• DATA SHOWN
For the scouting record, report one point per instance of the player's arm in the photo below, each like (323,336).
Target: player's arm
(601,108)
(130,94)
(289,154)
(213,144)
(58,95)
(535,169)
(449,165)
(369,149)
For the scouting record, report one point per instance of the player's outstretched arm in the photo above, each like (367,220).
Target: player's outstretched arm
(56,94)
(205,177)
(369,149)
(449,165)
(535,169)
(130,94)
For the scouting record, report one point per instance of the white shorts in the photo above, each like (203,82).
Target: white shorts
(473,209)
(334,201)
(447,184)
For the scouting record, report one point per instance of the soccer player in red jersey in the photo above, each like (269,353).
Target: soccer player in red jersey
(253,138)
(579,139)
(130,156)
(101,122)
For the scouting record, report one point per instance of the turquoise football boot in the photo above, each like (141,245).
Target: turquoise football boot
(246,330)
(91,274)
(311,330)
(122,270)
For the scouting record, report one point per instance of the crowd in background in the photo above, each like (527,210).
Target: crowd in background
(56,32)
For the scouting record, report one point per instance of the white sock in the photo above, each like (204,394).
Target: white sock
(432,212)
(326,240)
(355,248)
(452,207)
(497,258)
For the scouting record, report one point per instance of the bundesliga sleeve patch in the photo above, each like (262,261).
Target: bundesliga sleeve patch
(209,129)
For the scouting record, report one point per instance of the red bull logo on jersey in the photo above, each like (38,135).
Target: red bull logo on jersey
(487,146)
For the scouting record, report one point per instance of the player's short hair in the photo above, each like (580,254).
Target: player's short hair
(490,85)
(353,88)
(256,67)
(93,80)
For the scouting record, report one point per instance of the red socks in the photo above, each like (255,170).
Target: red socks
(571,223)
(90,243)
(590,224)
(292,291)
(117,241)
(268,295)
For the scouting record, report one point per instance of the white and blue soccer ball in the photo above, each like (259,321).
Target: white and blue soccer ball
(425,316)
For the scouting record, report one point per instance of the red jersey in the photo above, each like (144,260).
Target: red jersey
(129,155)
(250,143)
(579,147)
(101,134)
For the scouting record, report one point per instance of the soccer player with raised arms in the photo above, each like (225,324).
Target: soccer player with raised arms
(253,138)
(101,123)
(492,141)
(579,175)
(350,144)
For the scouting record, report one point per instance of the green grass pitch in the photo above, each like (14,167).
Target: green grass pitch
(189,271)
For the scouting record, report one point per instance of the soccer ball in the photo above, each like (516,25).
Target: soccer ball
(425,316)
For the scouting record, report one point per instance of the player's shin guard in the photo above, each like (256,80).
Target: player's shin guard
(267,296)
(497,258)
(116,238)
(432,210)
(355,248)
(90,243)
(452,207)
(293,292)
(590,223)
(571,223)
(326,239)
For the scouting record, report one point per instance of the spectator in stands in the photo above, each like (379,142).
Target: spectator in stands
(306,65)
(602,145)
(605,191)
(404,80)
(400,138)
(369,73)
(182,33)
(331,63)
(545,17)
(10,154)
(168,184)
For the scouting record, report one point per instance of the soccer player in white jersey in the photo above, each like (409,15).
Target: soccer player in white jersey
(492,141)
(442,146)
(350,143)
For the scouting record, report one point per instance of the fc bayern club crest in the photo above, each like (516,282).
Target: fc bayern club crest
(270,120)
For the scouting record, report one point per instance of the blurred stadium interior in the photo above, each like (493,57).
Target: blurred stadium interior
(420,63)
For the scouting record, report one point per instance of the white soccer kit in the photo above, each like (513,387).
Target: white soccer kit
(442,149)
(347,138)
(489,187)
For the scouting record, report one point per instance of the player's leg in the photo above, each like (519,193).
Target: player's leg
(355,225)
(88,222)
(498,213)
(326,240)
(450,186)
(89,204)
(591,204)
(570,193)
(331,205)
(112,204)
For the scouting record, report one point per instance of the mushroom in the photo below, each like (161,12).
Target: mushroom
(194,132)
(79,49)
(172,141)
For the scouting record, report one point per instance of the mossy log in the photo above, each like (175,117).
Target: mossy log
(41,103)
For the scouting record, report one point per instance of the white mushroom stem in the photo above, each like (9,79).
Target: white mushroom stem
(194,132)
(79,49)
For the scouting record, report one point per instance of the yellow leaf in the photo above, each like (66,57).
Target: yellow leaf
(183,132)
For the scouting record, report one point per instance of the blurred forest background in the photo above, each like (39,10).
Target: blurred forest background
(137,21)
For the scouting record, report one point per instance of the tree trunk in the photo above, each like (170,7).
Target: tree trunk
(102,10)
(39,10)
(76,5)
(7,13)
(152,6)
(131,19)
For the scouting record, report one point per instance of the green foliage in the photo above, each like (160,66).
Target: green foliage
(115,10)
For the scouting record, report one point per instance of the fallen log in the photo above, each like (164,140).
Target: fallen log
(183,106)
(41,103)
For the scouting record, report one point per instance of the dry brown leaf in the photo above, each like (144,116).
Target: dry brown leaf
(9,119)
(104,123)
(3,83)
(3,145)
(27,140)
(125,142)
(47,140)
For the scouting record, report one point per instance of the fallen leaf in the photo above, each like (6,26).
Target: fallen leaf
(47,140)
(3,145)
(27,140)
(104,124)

• WORK TO BE COMPLETED
Type the material above out again, exactly.

• TASK SOLUTION
For the scouting record, report one point per instance of the player's arm in the photo below, each like (323,336).
Target: player's arm
(601,108)
(130,94)
(289,154)
(213,144)
(58,95)
(535,169)
(449,165)
(369,149)
For the scouting record, report one point per instance of the player's outstretched arm in the photo above, each like (367,220).
Target: player's outstretched arm
(56,94)
(205,177)
(369,149)
(449,165)
(535,169)
(130,94)
For the scouting record, report one point per instance of the white shorts in the photo above, each like (203,82).
Target: white shorts
(473,209)
(334,201)
(447,184)
For the scouting record, report one point per instance of the soccer player in red jersey in the photo above, each like (269,353).
Target: soccer player in red jersey
(253,138)
(579,139)
(130,156)
(101,122)
For the scouting record, report one point per instance of the turquoise football boot in the photo above, each like (141,245).
Target: turquoise football boot
(246,330)
(91,274)
(311,330)
(122,270)
For the scouting record, report one point per instance of the crowd in background in the photo above, each like (527,210).
Target: crowd in background
(56,32)
For the scouting record, report one point per instance of the white sock in the photo above, each like (204,394).
Target: white sock
(432,212)
(326,240)
(355,248)
(452,207)
(497,258)
For the scouting record, report one point per instance of the bundesliga sleeve patch in the photo above, each like (262,261).
Target: bundesliga sleeve patch
(209,129)
For the scouting record, report one point per instance of the red bull logo on jersey in the photo above, each like (38,135).
Target: red bull logo on jersey
(487,146)
For the scouting record, report one point per instance of the player's short hair in the photo above, each like (580,254).
Target: player's short hair
(490,85)
(353,88)
(256,67)
(93,80)
For the scouting record, report one point per instance of the red socks in the photo above, each like (255,170).
Target: red socks
(571,223)
(90,243)
(590,224)
(292,291)
(117,241)
(268,295)
For the scouting record, report one point per instance of the white and blue soccer ball in the photo above, each like (259,321).
Target: white and blue soccer ball
(425,316)
For the scouting record, report one point per instance of the red jersey in the photo above, each like (144,260).
Target: red jersey
(129,155)
(250,143)
(579,147)
(101,134)
For the scouting record, report one point per instance of the soccer player with raised arms in the photo above, each like (225,324).
Target: soccer player with raised arms
(253,138)
(101,123)
(492,141)
(579,175)
(350,144)
For the scouting record, report one point per instance of the green grass pitch in the photo above, each like (14,167).
Target: green grass pitch
(189,271)
For the scouting record, report one point per instance of the soccer ball in the photo above, each like (516,25).
Target: soccer ball
(425,316)
For the scouting record, report one point per instance of the player's shin guard in the photo above, each like (256,80).
Target: player's shin guard
(267,296)
(497,258)
(116,238)
(432,210)
(355,248)
(90,243)
(452,207)
(293,292)
(590,223)
(571,223)
(326,239)
For the scouting record, report one point per instance of the spectator in stands in the photo above, each like (379,142).
Target: spectator in stands
(306,65)
(602,145)
(605,191)
(404,80)
(400,138)
(369,73)
(182,33)
(331,63)
(545,17)
(10,154)
(168,184)
For the scouting record, report one point per instance of the soccer player in white jersey in the photo above, each like (409,15).
Target: soccer player in white jersey
(492,141)
(442,146)
(350,143)
For the scouting record, report one point per instance of the fc bayern club crest in the photo above, each like (516,282).
Target: fc bayern club crest
(270,120)
For the scouting record, report one point per instance of the blurred stadium interior in the photo above, each like (493,57).
Target: blurred stadium interior
(420,63)
For the scouting record, report one point per instance of the white soccer kit in the photo above, each like (513,387).
Target: white soccer kit
(442,149)
(347,138)
(489,187)
For the scouting record, report one point per instance of the player's leg in the photo above, each like (519,193).
Target: player's leg
(355,225)
(88,222)
(498,213)
(326,240)
(450,186)
(89,204)
(591,204)
(570,193)
(331,205)
(112,204)
For the scouting record, report one point per instance of the mushroom in the photo below, each like (161,12).
Target: mushroom
(194,132)
(79,49)
(172,141)
For the scouting record, report one point per instance of the mossy log in the photo above, each like (175,117).
Target: mossy log
(41,103)
For the scouting record, report one point per instance of the white mushroom stem in the photo above, each like (9,79).
Target: white mushroom stem
(194,132)
(79,49)
For the scouting record, report one point per instance of the yellow leaf in the photo above, each like (66,57).
Target: yellow leaf
(183,132)
For the scouting record, report one point per instance of the blurred forest background in the photo above, each like (39,10).
Target: blurred forest background
(137,21)
For the scouting record, report one point per instance of the tree trunk in the photo above, each like (170,7).
Target: tree trunk
(102,10)
(39,10)
(76,5)
(7,13)
(152,6)
(131,19)
For the scouting record, report one point per instance of the green foliage in the photo above, each like (160,66).
Target: green foliage
(115,10)
For the scouting record, report one point per instance of the fallen log in the photo above, each like (164,140).
Target: fallen log
(183,106)
(41,103)
For the scouting record, report one point per instance of the dry brown leaf in the photo above, each like (144,116).
Target: dry brown leaf
(9,119)
(104,123)
(3,83)
(3,145)
(27,140)
(125,142)
(47,140)
For the scouting record, report one point per instance of the fallen leaf in the photo above, each like (6,26).
Target: fallen leaf
(47,140)
(3,145)
(27,140)
(104,124)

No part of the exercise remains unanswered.